* Document section
● ● ● ● ●
# $100 4hr block



## ZKUSHIKURIDOTO (Feb 25, 2016)

Grabbed it today for only 27 pax in chicago, never seen it before. Was it a glitch? Before that I did $80 4hr block for 51 pax, this is not normal also.


----------



## jester121 (Sep 6, 2016)

$25/hr isn't common except when the weather is crummy, but it's strange to see just 27 packages. They've been slicing all the meat off the bone around here lately. Which warehouse?


----------



## Movaldriver (Feb 20, 2017)

Sounds like surge pricing. They really needed those deliveries made so bumped it up. Just be grateful but don't expect to see alot of that. Possibly your location is short on drivers. Ours is overstaffed so we rarely see over 18 anymore.


----------



## Amsoil Uber Connect (Jan 14, 2015)

Saw one once,.... On Fathers day about 5:30pm, I just laughed cause i was drinking. It didn't last long. Mostly 3hr/75 that day. Could a had one of those if I were home. But hey, I was having a good time.


----------



## uberer2016 (Oct 16, 2016)

It's August, back to school season. Wait until December and $100 blocks will be the norm.


----------



## ZKUSHIKURIDOTO (Feb 25, 2016)

jester121 said:


> $25/hr isn't common except when the weather is crummy, but it's strange to see just 27 packages. They've been slicing all the meat off the bone around here lately. Which warehouse?


McKinley


----------



## Randompanzy (Dec 18, 2015)
● ● ● ● ●
* Records shown
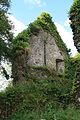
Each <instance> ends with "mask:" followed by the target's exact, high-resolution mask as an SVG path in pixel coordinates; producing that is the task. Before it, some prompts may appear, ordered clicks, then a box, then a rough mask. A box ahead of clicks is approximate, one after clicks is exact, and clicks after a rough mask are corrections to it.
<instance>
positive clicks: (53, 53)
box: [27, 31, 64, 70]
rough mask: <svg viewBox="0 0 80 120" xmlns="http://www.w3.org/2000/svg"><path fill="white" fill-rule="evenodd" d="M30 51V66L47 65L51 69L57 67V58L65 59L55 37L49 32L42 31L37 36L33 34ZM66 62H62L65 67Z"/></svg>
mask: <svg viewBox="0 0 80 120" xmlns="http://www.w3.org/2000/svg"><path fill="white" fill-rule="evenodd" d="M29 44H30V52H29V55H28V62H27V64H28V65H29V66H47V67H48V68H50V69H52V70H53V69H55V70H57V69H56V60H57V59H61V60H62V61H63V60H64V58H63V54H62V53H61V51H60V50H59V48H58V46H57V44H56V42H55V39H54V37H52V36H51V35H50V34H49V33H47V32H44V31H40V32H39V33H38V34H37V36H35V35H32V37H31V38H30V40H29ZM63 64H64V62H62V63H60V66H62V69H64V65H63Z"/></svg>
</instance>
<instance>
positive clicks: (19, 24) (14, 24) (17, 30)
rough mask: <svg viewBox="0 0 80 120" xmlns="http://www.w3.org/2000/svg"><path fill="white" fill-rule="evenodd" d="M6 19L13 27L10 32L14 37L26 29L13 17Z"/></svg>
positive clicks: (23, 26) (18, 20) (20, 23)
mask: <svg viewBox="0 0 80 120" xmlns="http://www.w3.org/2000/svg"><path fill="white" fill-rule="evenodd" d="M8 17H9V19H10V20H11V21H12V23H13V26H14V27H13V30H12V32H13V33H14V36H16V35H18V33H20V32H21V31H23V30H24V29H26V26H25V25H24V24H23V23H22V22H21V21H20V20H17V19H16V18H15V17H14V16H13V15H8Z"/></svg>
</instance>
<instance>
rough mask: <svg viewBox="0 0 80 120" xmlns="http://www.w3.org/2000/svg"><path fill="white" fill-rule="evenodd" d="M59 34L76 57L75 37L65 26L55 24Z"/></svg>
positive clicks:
● ● ● ● ●
* Instructions
- a) List every username that appears in a post heading in the forum thread about the $100 4hr block, counting each name once.
- b) Write the next part of the forum thread about the $100 4hr block, picking up right after its last heading.
The lines play no part in what follows.

* Answers
- a) ZKUSHIKURIDOTO, jester121, Movaldriver, Amsoil Uber Connect, uberer2016, Randompanzy

- b)
It happens from time to time. 

Increased Rate Available In Farmers Branch (DDA1)

Opportunities are NOW AVAILABLE in the Amazon Flex app to earn an increased rate of $96 for delivery blocks (estimated to take 4 hours) completed 1 p.m. to 11 p.m., Friday, August 18 only.

Just open the app and tap "Offers".


Thank you for delivering smiles with us!
The Amazon Flex Team


----------



## Nvts (Mar 2, 2017)

had a couple of $30/hour lately.

_Opportunities are NOW AVAILABLE in the Amazon Flex app to earn an increased rate of $90 for delivery blocks (estimated to take 3 hours) completed 5 p.m. to 11 p.m., Monday, August 21 only._


----------



## Prius13 (Mar 29, 2017)

ZKUSHIKURIDOTO said:


> Grabbed it today for only 27 pax in chicago, never seen it before. Was it a glitch? Before that I did $80 4hr block for 51 pax, this is not normal also.


Happened around mothers or Fathers day as well. Consider it surge pricing Ala Uber.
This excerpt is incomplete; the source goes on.